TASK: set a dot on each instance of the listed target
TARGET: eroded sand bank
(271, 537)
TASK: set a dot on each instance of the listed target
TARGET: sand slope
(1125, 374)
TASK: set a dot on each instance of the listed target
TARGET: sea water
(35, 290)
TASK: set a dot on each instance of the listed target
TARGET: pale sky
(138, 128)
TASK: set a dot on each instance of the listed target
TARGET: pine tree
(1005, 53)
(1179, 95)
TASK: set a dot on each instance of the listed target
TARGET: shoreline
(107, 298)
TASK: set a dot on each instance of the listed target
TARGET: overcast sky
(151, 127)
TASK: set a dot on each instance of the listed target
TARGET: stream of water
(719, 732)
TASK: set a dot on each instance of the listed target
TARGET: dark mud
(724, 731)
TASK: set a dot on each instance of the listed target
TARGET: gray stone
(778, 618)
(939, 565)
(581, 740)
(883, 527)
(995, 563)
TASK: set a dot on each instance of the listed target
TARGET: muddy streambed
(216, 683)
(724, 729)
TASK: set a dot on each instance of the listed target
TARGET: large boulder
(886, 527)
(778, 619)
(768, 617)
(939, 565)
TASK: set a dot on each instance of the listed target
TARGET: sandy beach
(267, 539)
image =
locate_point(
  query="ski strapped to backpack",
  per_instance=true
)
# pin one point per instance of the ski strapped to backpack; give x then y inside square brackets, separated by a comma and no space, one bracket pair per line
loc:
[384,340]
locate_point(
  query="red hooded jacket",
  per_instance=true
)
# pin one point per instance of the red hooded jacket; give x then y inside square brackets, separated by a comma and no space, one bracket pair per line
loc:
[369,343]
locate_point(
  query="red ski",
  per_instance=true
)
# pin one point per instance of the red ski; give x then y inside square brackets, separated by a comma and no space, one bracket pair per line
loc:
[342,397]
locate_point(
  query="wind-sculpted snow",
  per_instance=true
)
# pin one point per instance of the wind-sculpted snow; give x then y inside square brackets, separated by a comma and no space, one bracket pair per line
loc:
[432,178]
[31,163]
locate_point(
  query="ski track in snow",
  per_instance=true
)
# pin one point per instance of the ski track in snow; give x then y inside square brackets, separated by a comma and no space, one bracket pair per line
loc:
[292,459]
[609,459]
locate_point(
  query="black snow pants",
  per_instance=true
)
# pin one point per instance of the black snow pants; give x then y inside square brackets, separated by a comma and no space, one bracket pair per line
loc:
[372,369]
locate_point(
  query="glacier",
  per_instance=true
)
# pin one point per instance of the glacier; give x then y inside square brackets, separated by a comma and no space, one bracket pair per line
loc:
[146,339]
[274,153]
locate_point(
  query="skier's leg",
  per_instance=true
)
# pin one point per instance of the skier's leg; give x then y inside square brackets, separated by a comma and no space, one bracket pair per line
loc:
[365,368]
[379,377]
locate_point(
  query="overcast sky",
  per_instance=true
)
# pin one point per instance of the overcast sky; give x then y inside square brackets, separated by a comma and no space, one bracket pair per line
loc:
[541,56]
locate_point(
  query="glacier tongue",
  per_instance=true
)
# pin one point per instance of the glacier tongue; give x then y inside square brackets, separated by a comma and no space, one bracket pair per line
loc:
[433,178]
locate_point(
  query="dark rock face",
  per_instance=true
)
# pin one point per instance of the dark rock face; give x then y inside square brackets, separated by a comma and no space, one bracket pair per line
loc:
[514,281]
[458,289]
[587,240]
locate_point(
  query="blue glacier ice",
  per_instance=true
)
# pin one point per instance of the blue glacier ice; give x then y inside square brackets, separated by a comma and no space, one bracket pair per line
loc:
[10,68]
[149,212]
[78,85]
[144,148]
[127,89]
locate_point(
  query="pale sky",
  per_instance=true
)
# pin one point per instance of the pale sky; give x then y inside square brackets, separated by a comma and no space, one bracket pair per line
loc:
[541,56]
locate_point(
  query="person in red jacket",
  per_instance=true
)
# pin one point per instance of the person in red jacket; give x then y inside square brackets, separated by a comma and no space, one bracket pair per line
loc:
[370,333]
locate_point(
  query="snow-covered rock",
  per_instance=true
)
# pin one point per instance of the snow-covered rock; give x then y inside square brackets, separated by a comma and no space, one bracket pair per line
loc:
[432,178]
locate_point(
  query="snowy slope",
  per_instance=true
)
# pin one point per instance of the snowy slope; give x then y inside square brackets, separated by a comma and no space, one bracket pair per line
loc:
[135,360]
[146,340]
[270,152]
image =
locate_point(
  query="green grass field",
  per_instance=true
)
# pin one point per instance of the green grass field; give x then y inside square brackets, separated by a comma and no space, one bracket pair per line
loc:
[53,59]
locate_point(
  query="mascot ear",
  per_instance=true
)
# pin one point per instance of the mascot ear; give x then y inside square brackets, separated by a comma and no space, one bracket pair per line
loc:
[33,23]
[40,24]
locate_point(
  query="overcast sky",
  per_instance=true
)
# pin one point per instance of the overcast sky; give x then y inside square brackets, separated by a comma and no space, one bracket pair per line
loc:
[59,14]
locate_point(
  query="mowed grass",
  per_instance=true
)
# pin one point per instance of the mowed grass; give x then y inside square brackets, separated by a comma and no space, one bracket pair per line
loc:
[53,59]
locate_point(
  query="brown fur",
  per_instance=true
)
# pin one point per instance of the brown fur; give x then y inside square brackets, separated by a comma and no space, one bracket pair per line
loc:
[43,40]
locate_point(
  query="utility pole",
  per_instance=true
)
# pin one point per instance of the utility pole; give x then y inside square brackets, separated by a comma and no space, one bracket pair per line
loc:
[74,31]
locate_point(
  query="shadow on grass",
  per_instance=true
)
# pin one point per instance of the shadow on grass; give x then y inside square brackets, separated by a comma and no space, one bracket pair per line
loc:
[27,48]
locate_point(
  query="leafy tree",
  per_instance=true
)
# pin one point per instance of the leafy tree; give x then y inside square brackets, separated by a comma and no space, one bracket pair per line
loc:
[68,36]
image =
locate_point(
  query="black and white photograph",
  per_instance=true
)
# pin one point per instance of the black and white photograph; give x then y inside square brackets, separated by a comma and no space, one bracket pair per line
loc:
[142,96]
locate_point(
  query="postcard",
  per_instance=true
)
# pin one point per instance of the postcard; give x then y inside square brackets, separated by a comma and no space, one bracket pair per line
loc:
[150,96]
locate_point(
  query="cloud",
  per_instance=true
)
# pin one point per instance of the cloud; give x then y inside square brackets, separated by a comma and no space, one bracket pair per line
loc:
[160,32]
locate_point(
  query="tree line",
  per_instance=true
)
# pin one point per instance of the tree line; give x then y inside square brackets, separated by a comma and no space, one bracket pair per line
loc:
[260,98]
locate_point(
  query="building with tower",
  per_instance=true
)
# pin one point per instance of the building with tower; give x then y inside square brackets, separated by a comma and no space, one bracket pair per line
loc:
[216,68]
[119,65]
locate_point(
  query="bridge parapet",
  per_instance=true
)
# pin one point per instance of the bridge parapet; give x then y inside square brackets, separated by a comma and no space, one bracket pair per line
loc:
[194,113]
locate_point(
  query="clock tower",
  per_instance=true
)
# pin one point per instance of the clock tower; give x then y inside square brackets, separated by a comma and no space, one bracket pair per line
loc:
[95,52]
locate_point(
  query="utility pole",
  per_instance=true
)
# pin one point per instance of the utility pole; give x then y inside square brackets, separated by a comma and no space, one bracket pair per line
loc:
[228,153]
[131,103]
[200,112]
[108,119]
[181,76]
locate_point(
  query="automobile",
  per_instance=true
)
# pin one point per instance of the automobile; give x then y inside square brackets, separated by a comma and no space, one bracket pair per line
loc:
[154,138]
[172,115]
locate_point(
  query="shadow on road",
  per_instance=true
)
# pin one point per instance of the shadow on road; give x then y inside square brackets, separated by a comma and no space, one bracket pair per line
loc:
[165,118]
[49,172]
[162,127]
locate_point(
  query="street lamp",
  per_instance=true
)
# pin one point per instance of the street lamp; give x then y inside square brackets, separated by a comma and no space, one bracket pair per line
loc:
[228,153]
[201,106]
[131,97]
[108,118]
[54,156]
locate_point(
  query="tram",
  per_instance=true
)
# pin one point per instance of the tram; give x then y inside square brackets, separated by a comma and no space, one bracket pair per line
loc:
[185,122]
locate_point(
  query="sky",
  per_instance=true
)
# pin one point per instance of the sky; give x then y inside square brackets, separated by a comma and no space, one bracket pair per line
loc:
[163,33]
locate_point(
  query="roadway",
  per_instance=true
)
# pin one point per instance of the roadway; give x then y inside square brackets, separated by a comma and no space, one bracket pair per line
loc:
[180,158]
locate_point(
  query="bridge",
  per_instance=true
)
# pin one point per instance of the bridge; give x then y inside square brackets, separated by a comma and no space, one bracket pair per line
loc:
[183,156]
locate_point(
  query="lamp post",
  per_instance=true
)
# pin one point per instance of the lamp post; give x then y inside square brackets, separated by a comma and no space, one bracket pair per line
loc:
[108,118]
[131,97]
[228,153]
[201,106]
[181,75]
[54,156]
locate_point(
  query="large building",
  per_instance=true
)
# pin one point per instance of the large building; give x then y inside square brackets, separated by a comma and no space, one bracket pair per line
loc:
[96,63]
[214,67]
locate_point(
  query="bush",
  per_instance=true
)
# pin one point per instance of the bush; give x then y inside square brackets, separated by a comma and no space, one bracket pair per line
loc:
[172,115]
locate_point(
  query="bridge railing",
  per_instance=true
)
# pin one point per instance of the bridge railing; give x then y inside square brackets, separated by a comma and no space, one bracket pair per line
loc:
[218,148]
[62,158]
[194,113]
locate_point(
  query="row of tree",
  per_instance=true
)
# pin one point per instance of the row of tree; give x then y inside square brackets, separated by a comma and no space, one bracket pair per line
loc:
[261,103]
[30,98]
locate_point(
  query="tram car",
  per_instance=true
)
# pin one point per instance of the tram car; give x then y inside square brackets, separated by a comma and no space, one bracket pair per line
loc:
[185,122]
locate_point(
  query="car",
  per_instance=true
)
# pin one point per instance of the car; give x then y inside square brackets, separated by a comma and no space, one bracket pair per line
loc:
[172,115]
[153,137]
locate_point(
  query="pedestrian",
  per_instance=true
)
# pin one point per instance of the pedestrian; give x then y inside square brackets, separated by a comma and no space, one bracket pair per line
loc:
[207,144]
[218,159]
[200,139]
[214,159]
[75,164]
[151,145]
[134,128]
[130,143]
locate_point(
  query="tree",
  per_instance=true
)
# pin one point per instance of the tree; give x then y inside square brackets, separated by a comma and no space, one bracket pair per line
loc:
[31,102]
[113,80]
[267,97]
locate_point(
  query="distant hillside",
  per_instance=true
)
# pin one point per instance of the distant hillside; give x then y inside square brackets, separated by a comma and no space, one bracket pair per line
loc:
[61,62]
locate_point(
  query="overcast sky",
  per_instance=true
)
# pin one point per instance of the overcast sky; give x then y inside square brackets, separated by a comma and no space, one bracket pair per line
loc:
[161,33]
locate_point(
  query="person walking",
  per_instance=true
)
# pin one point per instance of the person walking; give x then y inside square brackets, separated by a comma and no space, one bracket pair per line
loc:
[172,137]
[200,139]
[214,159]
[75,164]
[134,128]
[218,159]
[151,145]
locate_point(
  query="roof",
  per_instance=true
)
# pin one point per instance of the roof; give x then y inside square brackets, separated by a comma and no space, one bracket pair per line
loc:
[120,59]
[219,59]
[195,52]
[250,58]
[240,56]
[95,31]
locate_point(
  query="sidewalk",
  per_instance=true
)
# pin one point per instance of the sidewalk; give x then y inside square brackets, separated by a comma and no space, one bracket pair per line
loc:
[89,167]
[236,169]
---------------
** What to do **
Which of the lines in the listing above include "photograph"? Report each of them.

** Exercise output **
  query="black and white photograph",
# pin one point per instance of the black and white photograph; give x then y inside square brackets, separated by a comma and no space, one bracket pair per line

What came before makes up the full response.